→ To do: Output every entry exactly as written, skipping any pictures.

Data entries
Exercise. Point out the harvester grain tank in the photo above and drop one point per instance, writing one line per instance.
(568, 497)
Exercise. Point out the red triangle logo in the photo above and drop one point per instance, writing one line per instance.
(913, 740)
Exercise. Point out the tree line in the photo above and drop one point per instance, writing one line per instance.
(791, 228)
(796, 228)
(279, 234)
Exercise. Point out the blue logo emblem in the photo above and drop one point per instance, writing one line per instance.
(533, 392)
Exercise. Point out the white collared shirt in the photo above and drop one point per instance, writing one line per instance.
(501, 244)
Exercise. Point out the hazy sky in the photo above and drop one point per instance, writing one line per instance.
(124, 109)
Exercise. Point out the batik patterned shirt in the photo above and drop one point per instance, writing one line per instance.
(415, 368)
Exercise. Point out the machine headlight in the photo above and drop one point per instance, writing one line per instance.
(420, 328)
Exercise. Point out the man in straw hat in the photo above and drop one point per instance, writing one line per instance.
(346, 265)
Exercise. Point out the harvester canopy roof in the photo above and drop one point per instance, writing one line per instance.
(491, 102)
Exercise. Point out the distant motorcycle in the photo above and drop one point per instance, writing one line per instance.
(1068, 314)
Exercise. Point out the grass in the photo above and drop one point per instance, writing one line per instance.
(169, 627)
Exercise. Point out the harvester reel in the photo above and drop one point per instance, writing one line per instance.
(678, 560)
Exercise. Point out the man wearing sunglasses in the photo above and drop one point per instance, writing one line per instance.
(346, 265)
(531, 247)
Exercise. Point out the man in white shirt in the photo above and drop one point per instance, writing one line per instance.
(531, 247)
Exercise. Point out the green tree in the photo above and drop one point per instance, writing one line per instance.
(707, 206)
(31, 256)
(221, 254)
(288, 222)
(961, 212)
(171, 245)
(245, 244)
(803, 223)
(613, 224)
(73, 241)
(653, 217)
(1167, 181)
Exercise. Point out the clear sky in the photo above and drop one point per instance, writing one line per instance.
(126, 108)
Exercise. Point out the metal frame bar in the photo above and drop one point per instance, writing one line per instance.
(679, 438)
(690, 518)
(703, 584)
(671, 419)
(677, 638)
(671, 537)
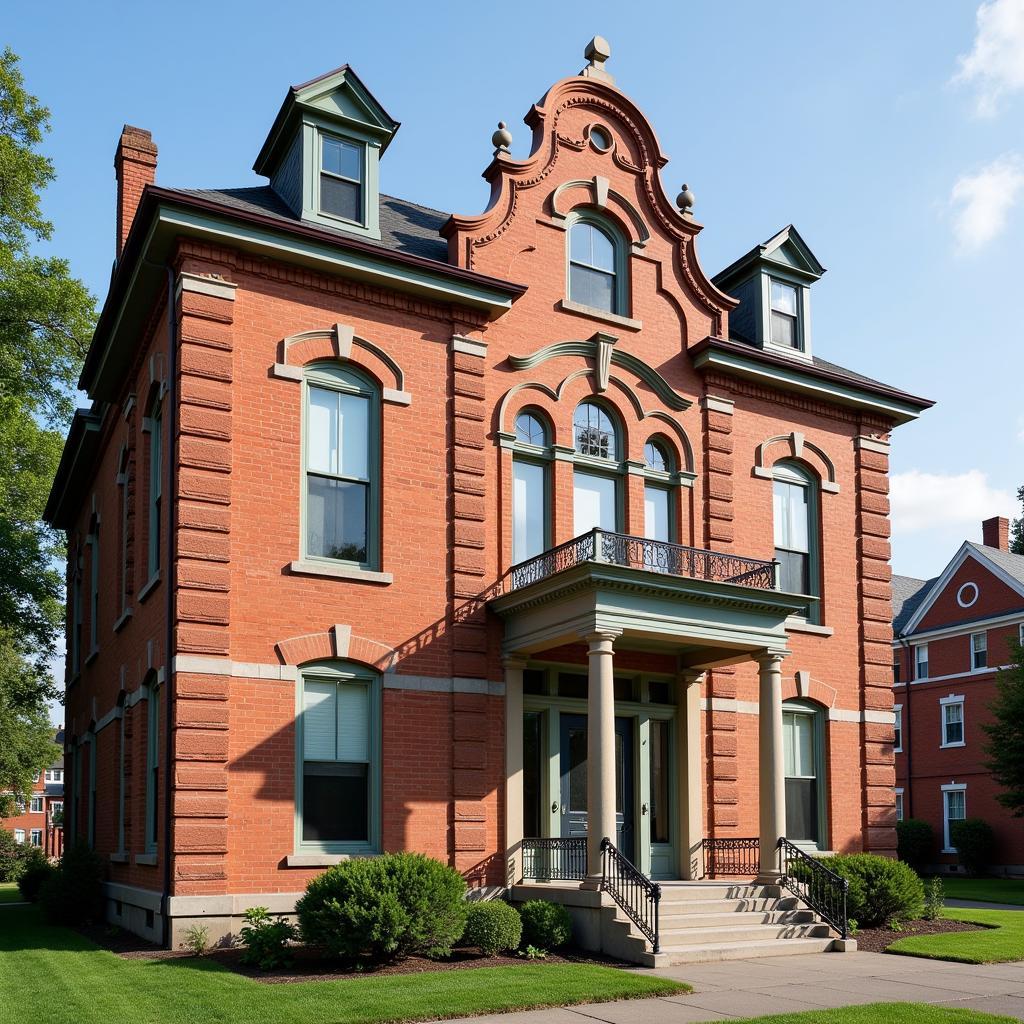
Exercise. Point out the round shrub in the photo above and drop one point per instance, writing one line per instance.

→ Final answer:
Exercise. Point out the harvester grain tank in the photo above and drop one point per instance, writing one line per instance.
(568, 497)
Exercise. Point out the red triangle logo in the photo above and drop one point per instance, writing one line per instance.
(913, 740)
Exercise. Point out the tree line in the photo above and drop one point per instance, writing one line per instance.
(791, 228)
(796, 228)
(279, 234)
Exercise. Point out the blue logo emblem in the photo above and drop one point per instance, writing one line per instance.
(533, 392)
Exercise. Point out the white collared shirt in the photo above and drop one point per instance, writing one line per instance.
(501, 244)
Exercise. Point out the hazy sky in the photo above and drop one point per instance, writing one line per instance.
(124, 109)
Exercise. Point out the batik patterned shirt in the photo above and drop one point per instance, writing one line per instance.
(415, 368)
Exercise. Point out the machine headlight in the photo above and drop one point per instance, writing one line per instance.
(420, 328)
Exercise. Point out the man in straw hat in the photo above and drop one point per instance, writing one line per instance.
(346, 265)
Exercise. Point out the harvester canopy roof in the photo above and drop one point per instance, writing one line per instance.
(491, 102)
Exercise. Point out the distant motorcycle in the photo above and drop one point per instance, writing one line per instance.
(1068, 314)
Exercise. Point out the grass in the photo above and drop one point per instance, writing one line per instance.
(169, 627)
Exercise. Point out the harvester reel in the photo above and drop one point per instance, writing one line per instance.
(678, 560)
Exercise. Point out the man wearing sunglasses in the photo above and drop one point per instance, writing one line per instance.
(346, 265)
(531, 247)
Exercise. Point out the man in white shirt in the photo above and drop one point per instance, writing one line per instance.
(531, 247)
Exercise. Point out the green tree in the photo above and drop one point per instance, writing one line per instance.
(707, 206)
(31, 256)
(221, 254)
(288, 222)
(961, 212)
(171, 245)
(245, 244)
(803, 223)
(613, 224)
(73, 241)
(653, 217)
(1167, 181)
Exercise. Point out the clear sky in the photo above and drop one point per instance, writing one line per instance.
(126, 108)
Exercise. Point out the metal frame bar in the photo above and drop one point per instance, writing one line per instance.
(679, 438)
(690, 518)
(703, 584)
(671, 419)
(677, 638)
(671, 537)
Exercise. Point out the round shrub in the photo above and drop one point per instance, writing one line per instance.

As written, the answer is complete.